Task to carry out:
Please rescale the listing below by copying out every line, requests included, with each x and y coordinate in the answers multiplied by 1.3 and rounded to a whole number, halves rounding up. Leave the pictures out of your answer.

Object location annotation data
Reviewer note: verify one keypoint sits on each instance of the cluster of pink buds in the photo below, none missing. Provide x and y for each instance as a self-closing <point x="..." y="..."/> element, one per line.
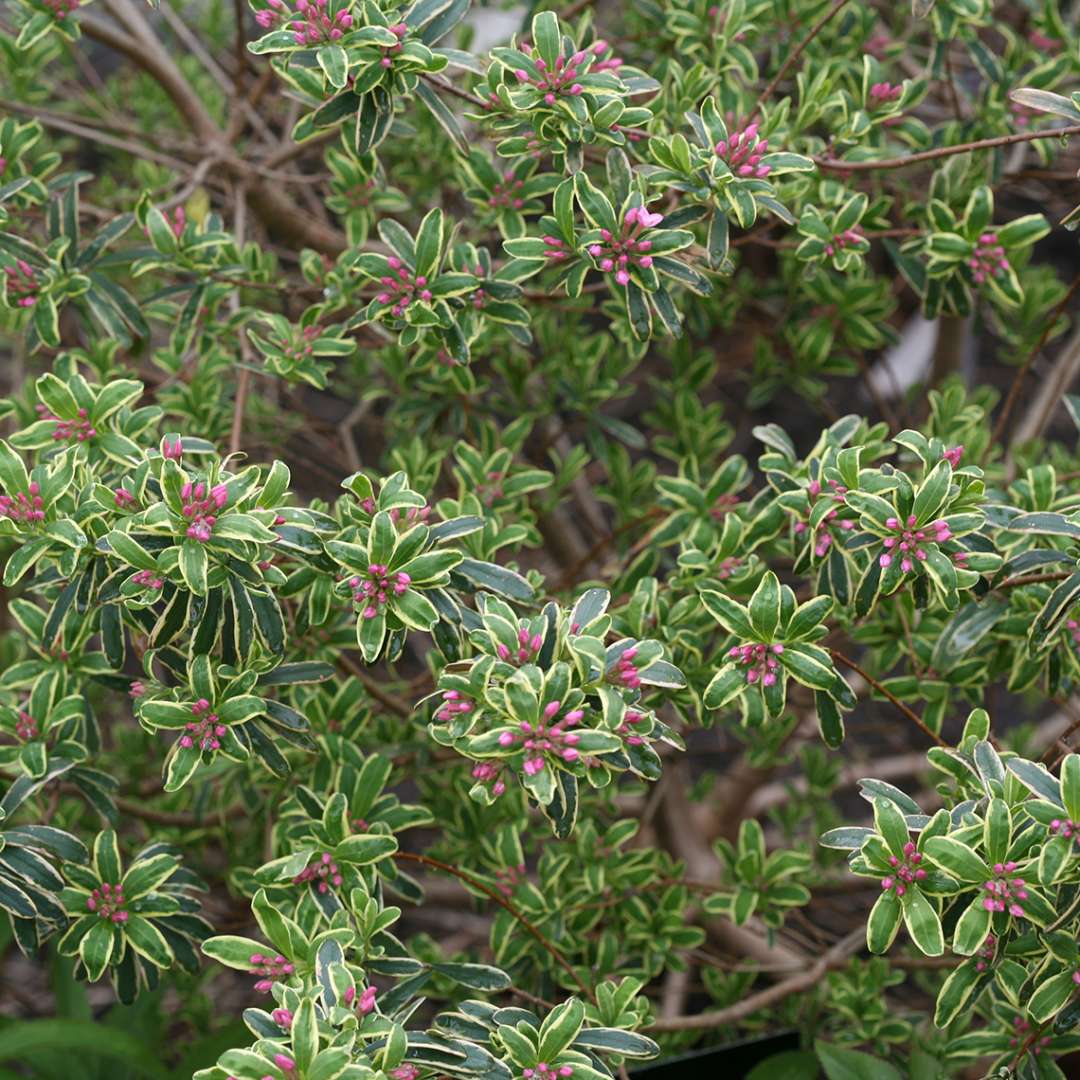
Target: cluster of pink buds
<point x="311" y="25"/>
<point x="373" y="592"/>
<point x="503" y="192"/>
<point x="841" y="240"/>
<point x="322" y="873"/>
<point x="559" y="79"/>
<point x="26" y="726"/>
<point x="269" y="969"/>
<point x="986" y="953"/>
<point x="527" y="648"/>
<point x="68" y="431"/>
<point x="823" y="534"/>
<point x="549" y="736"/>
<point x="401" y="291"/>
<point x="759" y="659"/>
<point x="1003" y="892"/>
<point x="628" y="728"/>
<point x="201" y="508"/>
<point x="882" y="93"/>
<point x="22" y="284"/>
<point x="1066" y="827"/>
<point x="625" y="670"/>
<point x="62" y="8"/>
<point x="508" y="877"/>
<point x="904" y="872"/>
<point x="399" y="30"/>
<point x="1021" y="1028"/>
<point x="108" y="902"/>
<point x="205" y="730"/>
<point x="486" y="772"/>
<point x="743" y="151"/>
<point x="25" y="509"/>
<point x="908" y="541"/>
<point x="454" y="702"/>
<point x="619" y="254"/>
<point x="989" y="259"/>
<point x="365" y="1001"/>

Solution below:
Reviewer note: verify one keypoint sits on each instance of the cluster of pink buds in the photo below, none missing. Provide x and y for each instance as a self-closing <point x="..." y="..."/> element, one per line.
Target: cluster of pink buds
<point x="404" y="33"/>
<point x="485" y="770"/>
<point x="654" y="250"/>
<point x="1093" y="312"/>
<point x="419" y="1135"/>
<point x="727" y="103"/>
<point x="34" y="944"/>
<point x="350" y="1260"/>
<point x="1282" y="1239"/>
<point x="685" y="842"/>
<point x="88" y="560"/>
<point x="1070" y="694"/>
<point x="714" y="957"/>
<point x="521" y="378"/>
<point x="987" y="857"/>
<point x="1304" y="1160"/>
<point x="816" y="946"/>
<point x="261" y="660"/>
<point x="1147" y="121"/>
<point x="29" y="369"/>
<point x="1386" y="1075"/>
<point x="813" y="871"/>
<point x="81" y="10"/>
<point x="660" y="1140"/>
<point x="1175" y="1134"/>
<point x="519" y="39"/>
<point x="1327" y="1336"/>
<point x="140" y="1173"/>
<point x="267" y="949"/>
<point x="632" y="1004"/>
<point x="966" y="196"/>
<point x="33" y="662"/>
<point x="1180" y="703"/>
<point x="590" y="913"/>
<point x="805" y="330"/>
<point x="1286" y="337"/>
<point x="475" y="1301"/>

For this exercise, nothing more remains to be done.